Pete Carroll thinks experience is starting to tell. As the season neared the end and the playoffs approached, the defense began to play its best.

NFL fans just witnessed the highest-scoring regular season in history, 46.8 points per game, breaking a 64-year-old record.  On the other hand, there's the Seahawks defense, which in its final five games gave up an average of a 10.4 points a game. Therein lies the intrigue.

In terms of fewest points allowed in a 16-game season, the best defense was the 2000 Baltimore Ravens of Ray Lewis and Rod Woodson. They gave up an average of 10.1 points a game that season. So the Seahawks, in the late going of 2013, beat down at a near-record rate a league whose offenses have never been more prolific.

That's not saying the Seahawks defense rates with the greats — yet. But they are getting better, because during a midseason stretch of four games where they gave up an average of 25 points, they were failing at fundamentals.

"We realized that we were going into the wrong direction," Pete Carroll said Monday. "We were not playing really good, solid football fundamentally. It wasn't scheme-wise, although that was part of it.

"It's was the fundamentals of the game — all of the things that make up the high level of play that you've seen. We really stressed it. I think maybe the Tampa game (Nov. 3, when the Seahawks won 27-24 after being down 21-0 at the half) was probably when we turned it. It was really (about) running, hitting, tackling, leverage and pursuit, and block protection — all of those things that are so necessary. We wanted to be the best fundamental team in the league.

_ _ _ _

__Set task 1__
In the article on the Seahawks defense, what average number of points per game did the 2000 Baltimore Ravens allow?
__Set task 2__
Reproduce the article on the Seahawks defense word for word from "That's not saying" to "failing at fundamentals.".

_ _ _ _

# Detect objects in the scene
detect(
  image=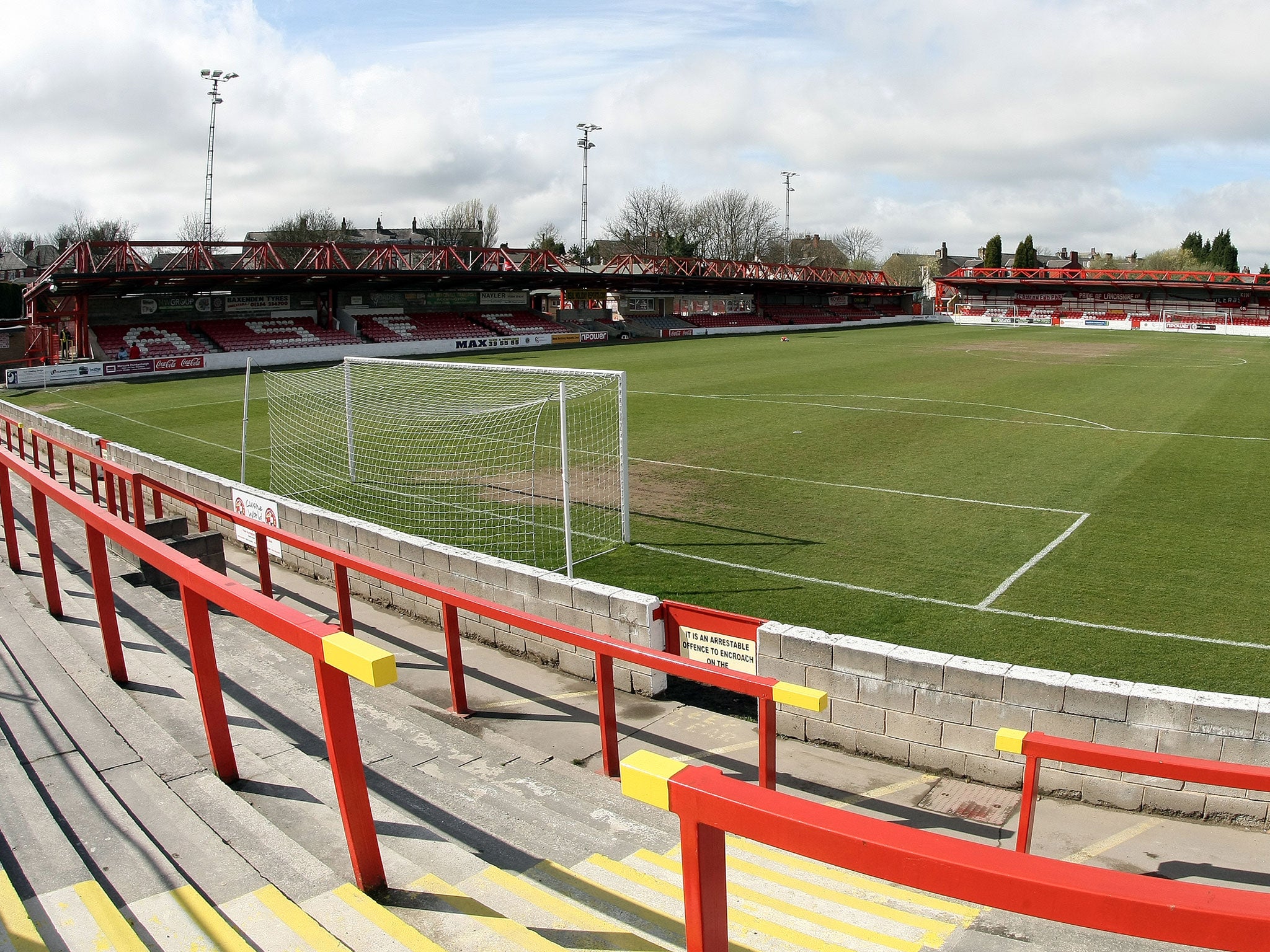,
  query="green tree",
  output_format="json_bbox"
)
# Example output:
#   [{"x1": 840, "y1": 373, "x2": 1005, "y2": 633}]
[
  {"x1": 983, "y1": 235, "x2": 1001, "y2": 268},
  {"x1": 530, "y1": 222, "x2": 564, "y2": 255},
  {"x1": 1183, "y1": 231, "x2": 1208, "y2": 262},
  {"x1": 1015, "y1": 235, "x2": 1036, "y2": 268}
]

_ _ _ _

__Exercise output 1__
10.1 points a game

__Exercise output 2__
That's not saying the Seahawks defense rates with the greats — yet. But they are getting better, because during a midseason stretch of four games where they gave up an average of 25 points, they were failing at fundamentals.